┌────────

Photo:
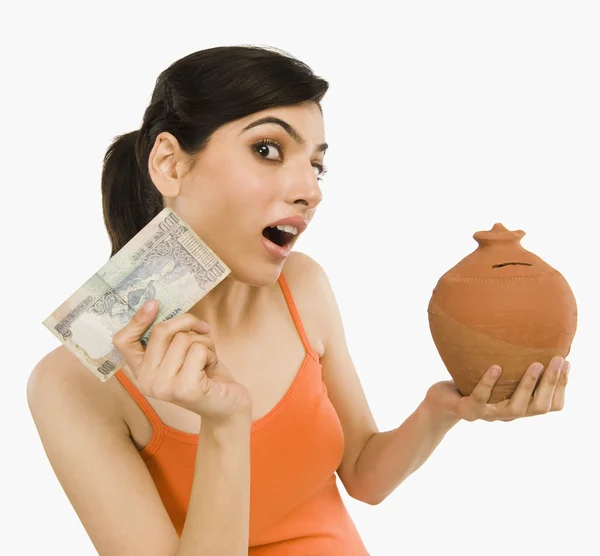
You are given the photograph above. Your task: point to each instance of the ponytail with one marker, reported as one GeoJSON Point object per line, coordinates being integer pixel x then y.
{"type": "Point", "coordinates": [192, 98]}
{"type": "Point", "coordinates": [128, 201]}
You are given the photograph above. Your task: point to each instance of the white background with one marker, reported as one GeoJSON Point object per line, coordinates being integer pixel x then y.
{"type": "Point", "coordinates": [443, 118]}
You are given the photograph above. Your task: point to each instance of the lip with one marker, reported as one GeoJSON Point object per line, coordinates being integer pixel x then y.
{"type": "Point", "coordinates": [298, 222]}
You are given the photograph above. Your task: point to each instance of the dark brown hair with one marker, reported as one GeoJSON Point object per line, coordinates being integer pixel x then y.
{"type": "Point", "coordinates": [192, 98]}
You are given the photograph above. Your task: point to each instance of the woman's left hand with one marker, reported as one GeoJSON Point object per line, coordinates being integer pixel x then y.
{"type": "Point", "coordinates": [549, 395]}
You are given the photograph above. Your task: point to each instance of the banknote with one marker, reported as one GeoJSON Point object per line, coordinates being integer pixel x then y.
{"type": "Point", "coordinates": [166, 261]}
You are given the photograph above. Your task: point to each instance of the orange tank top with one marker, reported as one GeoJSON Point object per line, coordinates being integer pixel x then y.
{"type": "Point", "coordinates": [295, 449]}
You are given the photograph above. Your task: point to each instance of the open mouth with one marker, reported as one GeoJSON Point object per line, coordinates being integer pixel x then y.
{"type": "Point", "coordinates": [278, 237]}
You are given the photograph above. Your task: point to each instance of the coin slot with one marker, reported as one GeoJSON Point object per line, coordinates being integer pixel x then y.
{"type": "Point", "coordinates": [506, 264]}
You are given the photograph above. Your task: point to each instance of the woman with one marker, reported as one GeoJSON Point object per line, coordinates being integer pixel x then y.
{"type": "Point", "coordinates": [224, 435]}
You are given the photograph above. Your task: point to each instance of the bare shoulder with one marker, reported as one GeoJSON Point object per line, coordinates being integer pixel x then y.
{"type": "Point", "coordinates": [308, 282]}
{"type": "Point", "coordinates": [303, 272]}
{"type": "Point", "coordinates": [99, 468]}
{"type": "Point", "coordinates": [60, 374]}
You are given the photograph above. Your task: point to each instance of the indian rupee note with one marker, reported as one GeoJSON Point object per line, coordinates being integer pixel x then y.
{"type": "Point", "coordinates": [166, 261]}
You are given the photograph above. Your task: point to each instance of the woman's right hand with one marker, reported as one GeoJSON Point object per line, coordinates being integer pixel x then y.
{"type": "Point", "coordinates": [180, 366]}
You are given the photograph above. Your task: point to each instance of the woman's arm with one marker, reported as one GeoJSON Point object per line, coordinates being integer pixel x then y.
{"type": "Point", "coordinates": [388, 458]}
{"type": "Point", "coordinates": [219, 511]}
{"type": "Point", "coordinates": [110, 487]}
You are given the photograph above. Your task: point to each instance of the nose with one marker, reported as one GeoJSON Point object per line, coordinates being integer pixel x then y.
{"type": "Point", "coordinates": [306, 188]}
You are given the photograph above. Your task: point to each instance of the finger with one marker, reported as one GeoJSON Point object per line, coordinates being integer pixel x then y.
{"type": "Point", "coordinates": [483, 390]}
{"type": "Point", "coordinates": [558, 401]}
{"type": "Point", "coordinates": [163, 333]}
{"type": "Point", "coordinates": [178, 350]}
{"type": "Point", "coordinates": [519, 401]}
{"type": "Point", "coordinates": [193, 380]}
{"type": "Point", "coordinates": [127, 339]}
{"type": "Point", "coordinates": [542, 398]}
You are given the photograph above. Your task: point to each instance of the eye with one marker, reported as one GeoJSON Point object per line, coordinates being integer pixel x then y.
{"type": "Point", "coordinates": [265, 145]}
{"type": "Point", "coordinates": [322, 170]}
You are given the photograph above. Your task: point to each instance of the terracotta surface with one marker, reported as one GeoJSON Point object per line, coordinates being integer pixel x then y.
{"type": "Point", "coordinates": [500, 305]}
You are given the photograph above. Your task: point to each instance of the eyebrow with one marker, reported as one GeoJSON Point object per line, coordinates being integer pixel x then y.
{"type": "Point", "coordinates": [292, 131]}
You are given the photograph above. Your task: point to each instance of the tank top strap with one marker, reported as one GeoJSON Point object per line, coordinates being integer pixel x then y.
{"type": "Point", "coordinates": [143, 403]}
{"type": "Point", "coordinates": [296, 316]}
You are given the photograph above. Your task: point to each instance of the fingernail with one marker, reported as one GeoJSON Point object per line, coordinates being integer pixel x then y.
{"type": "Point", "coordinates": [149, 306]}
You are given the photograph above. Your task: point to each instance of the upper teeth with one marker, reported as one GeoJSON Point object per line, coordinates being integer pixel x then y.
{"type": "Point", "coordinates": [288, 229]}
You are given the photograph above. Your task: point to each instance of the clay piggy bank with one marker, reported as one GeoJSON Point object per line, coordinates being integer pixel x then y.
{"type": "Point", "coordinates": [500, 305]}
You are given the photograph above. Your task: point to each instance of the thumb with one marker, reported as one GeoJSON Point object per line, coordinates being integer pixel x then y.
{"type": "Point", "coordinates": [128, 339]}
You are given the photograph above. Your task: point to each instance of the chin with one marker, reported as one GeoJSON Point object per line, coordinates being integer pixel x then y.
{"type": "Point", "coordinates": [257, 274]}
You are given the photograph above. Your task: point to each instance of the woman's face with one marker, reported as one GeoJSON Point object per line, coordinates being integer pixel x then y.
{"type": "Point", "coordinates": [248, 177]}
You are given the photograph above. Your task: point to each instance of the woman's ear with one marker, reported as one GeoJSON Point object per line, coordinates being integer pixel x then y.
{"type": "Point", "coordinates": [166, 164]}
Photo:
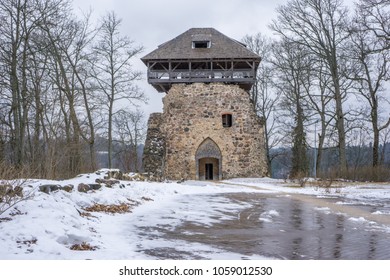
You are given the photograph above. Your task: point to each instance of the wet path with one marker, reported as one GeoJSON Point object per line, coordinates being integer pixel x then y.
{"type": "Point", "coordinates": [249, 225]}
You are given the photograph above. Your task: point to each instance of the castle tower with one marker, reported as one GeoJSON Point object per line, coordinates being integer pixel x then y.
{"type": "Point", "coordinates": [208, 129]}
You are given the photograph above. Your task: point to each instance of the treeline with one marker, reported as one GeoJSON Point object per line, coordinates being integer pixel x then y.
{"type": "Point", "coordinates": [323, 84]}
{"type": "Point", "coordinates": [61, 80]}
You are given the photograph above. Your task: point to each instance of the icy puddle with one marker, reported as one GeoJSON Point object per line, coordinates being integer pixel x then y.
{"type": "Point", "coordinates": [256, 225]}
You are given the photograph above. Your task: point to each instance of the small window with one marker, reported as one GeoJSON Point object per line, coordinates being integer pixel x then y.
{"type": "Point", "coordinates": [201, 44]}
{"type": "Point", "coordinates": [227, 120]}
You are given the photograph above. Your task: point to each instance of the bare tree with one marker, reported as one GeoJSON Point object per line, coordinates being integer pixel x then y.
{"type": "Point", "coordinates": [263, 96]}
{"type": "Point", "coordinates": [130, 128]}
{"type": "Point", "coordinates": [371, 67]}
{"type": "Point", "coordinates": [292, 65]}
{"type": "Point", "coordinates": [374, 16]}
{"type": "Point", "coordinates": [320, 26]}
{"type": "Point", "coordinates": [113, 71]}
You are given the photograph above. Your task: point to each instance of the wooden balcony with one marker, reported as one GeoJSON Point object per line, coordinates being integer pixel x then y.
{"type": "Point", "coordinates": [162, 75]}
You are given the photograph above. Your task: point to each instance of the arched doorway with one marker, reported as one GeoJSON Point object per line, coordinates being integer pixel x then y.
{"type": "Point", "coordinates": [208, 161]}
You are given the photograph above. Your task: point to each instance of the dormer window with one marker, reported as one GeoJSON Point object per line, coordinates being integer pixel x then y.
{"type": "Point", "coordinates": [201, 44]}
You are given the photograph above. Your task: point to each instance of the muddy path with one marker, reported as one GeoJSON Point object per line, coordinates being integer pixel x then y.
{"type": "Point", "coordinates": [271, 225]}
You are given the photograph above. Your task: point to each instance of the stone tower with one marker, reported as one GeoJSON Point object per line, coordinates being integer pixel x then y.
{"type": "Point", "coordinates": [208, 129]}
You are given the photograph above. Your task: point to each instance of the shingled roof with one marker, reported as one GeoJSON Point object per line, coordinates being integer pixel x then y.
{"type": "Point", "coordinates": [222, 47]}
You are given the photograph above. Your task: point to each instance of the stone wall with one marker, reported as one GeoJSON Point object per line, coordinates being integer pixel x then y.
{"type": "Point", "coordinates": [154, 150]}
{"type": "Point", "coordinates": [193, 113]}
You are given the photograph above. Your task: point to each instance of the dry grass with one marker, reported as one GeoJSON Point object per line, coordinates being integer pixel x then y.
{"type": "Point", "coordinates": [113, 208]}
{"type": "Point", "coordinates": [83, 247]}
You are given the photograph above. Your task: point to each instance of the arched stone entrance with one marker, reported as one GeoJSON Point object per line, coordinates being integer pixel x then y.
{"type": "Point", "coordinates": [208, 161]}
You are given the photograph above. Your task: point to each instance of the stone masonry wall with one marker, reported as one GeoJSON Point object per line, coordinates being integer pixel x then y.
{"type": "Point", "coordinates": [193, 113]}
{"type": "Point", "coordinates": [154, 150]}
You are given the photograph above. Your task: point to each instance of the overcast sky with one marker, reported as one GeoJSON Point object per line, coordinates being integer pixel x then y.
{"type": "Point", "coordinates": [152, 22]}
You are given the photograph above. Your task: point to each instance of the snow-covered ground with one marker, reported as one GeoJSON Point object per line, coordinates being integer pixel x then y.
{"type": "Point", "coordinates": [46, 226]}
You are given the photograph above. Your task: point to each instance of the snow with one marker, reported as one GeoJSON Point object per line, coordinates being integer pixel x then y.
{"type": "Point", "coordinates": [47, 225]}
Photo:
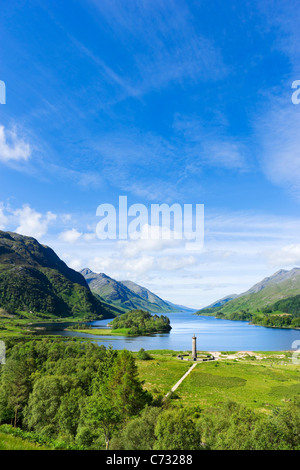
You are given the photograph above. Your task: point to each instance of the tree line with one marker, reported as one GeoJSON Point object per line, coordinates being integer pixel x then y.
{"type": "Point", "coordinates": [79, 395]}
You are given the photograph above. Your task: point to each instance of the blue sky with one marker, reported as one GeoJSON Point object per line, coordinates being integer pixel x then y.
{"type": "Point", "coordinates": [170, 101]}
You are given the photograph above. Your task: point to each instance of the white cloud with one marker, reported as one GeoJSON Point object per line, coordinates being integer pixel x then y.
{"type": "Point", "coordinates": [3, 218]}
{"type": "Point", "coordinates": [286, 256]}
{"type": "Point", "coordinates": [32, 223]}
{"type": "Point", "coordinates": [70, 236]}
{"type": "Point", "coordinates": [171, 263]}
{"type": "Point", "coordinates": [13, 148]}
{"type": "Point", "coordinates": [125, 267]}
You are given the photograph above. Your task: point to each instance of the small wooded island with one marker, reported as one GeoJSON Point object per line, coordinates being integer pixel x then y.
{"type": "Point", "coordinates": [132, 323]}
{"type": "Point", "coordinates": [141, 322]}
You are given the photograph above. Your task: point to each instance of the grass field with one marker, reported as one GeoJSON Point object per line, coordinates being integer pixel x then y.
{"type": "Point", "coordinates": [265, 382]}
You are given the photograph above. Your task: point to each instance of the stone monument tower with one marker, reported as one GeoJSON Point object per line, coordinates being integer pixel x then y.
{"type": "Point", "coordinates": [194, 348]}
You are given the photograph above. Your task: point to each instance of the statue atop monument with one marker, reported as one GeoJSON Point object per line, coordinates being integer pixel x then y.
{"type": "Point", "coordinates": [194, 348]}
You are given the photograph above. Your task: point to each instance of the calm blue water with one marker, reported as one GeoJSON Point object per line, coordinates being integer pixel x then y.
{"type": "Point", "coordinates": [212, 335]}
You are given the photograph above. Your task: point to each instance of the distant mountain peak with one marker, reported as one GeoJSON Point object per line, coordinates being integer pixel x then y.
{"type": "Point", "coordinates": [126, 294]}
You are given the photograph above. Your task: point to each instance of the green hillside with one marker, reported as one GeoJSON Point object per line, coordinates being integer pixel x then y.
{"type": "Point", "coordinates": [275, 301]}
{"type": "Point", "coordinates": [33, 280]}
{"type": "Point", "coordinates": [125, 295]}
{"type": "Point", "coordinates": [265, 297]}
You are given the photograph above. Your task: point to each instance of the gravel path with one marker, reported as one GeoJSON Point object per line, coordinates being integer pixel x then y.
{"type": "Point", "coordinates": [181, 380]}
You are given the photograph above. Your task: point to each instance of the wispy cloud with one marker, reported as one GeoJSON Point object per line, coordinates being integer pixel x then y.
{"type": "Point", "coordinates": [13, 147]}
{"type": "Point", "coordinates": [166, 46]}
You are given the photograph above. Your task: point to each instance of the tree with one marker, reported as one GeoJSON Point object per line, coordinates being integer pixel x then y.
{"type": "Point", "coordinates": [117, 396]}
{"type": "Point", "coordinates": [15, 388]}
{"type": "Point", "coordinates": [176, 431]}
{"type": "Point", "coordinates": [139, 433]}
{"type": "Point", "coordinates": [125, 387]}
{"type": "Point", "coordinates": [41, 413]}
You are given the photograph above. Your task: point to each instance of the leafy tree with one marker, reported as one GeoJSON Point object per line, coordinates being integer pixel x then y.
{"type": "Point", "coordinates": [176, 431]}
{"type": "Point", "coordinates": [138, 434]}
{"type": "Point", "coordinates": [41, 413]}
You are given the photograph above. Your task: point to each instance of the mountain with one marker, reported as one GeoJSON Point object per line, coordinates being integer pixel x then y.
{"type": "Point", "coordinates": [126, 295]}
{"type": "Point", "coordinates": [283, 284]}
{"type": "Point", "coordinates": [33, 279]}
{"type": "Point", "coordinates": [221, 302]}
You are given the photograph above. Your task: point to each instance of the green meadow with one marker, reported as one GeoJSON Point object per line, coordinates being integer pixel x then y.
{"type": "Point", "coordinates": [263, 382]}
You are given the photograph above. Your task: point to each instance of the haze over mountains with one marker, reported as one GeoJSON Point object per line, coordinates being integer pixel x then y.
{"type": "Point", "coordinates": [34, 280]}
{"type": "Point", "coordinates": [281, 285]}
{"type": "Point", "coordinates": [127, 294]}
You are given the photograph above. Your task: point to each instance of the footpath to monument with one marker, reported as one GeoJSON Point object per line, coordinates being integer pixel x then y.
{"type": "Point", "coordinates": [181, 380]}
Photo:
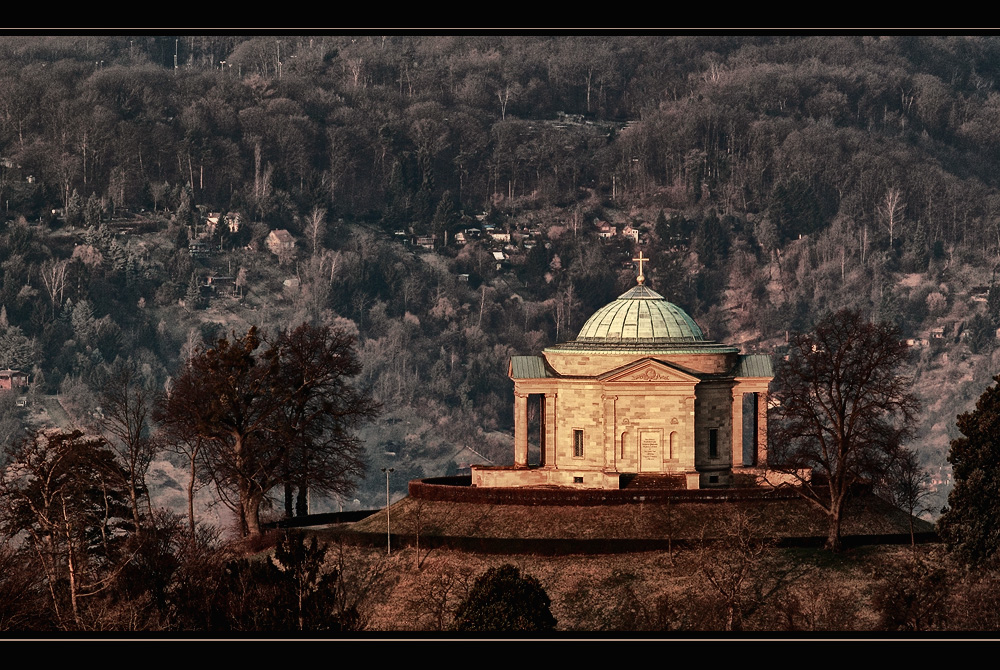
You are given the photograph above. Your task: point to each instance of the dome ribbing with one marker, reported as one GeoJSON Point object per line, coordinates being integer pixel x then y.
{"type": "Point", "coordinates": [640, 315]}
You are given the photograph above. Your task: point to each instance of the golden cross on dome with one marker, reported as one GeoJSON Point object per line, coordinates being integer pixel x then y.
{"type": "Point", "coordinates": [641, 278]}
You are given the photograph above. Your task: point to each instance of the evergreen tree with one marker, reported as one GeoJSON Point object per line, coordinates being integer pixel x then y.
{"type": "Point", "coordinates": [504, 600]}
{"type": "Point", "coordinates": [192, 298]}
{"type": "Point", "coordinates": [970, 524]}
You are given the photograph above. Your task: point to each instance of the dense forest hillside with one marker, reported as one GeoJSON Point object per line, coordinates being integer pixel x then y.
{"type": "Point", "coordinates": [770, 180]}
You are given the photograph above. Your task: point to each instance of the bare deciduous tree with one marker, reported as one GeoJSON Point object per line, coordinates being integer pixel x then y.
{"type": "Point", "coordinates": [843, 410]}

└────────

TO BE DONE => Everything from the line containing "of the evergreen" through the final line of the listing, inclusive, must be reproduced exactly; leave out the rest.

ANSWER FOR THE TASK =>
You are given the photograph above. Your task: point to each instance of the evergreen tree with one marker, reported as one GeoJSON Point object per line, coordinates being integer pixel x then y.
{"type": "Point", "coordinates": [504, 600]}
{"type": "Point", "coordinates": [192, 298]}
{"type": "Point", "coordinates": [970, 524]}
You are given the photograph above. Your task: point to each instance of the dense forest hillside with one marker, reported as one GeoJSON Point object per line, coordinates being integer pixel x then y.
{"type": "Point", "coordinates": [770, 180]}
You are given the photograph above. Your task: point to each instance of the bare deciduous tree with one marker, reported as one GeoJSON Point object per line, coordinates being integer pixel x then y.
{"type": "Point", "coordinates": [843, 410]}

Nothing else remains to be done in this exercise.